[Excerpted passage]

It’s the end of March and we are STILL spring skiing. This is a legendary winter, one that deserves an applause. Who cares if we were buried under snow for months—it’s now worth it! There’s slight thaw in the air but still plenty of snow on mountain up north.

We visited Sugarloaf, Maine recently and had a fresh powder day like we were out West. Unheard of. The people are friendly, the mountain majestic, and the terrain incredible. Here are just a few reasons why you’ll fall head over heels in love with this place:

1) They are still getting fresh powder!

Sugarloaf got 10 inches of fresh snow last weekend and are expecting even more snow showers before this weekend arrives. There are currently 147 trails open with a packed powder/fresh powder surface—plenty of runs to explore and play around in.

Chasin' the Pow at Sugarloaf, Maine

Chasin’ the Pow at Sugarloaf, Maine

2) Massive amounts of sidecountry.

[/Excerpted passage]

# Work request 1
Repeat the part of the spring skiing post starting with "Sugarloaf got 10 inches" and going on through "amounts of sidecountry.".
# Work request 2
Go on with the post about spring skiing at Sugarloaf, picking up after its last line.

[Extracted records]

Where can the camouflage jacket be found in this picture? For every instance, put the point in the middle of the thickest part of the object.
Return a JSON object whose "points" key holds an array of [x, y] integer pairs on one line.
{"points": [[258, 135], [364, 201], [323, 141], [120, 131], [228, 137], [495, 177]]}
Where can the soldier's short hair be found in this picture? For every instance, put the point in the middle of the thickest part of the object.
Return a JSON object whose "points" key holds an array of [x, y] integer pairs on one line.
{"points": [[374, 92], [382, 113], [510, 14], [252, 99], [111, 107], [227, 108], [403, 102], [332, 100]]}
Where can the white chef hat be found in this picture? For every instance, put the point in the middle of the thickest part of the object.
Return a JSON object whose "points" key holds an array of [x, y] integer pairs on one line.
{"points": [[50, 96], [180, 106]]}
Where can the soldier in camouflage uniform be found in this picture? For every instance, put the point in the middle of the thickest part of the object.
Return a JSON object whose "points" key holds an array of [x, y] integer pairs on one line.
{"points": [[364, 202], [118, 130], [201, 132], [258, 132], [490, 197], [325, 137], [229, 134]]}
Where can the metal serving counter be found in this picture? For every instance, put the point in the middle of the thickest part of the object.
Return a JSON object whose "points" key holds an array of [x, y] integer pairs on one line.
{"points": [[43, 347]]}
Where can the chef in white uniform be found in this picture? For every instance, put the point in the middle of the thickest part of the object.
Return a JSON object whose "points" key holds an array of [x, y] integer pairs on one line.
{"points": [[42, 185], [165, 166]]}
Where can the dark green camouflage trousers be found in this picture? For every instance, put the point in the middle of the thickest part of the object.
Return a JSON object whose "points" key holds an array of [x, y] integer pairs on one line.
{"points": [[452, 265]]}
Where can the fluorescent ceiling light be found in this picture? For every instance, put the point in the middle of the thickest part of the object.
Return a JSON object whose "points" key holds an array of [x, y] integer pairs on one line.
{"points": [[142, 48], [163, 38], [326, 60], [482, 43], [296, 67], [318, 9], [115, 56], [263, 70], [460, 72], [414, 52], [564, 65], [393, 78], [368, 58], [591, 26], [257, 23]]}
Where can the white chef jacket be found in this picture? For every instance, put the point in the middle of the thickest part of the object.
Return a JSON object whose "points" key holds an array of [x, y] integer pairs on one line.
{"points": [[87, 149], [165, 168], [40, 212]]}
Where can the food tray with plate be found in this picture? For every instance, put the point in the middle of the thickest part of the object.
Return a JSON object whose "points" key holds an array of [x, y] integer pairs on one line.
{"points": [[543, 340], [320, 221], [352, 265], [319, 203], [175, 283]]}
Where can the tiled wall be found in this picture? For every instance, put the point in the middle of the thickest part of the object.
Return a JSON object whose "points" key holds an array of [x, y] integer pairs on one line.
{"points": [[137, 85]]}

[/Extracted records]

# Answer space 1
Sugarloaf got 10 inches of fresh snow last weekend and are expecting even more snow showers before this weekend arrives. There are currently 147 trails open with a packed powder/fresh powder surface—plenty of runs to explore and play around in.

Chasin' the Pow at Sugarloaf, Maine

Chasin’ the Pow at Sugarloaf, Maine

2) Massive amounts of sidecountry.

# Answer space 2
The variety and diversity of terrain have always differentiated this western Maine resort from others in the region.  Sugarloaf is one huge mountain with some of the most challenging terrain anywhere. The resort is most famous for its black diamond Snowfields, but below the Snowfields is a huge assortment of terrain for all ability levels. Each lift at Sugarloaf services a part of the mountain that has its own character, and even with the King Pine lift closed there’s still so much terrain to explore.

The Eastern Territory of Brackett Basin, the Androscoggin Glade, and the summit of Burnt Mountain

Summiting the Burnt Mountain before heading into the Eastern Territory of Brackett Basin

3) It’s the largest ski resort east of the Rocky Mountains.

With amazing above-treeline skiing on the East Coast and a vertical drop of 2,820 feet, it’s Maine’s tallest winter resort and second highest peak at 4,237 feet. There’s some seriously badass terrain here, but enough novice and intermediate stuff to make everyone feel at home. There’s 921 skiable acres here—that’s the most in the entire East.

Wiley Maple speeds down Narrow Gauge on his way to winning the men's US Alpine Championships downhill event.

Wiley Maple speeds down Narrow Gauge on his way to winning the men’s US Alpine Championships downhill event on March 17, 2015

4) It’s good enough for the US Ski Team.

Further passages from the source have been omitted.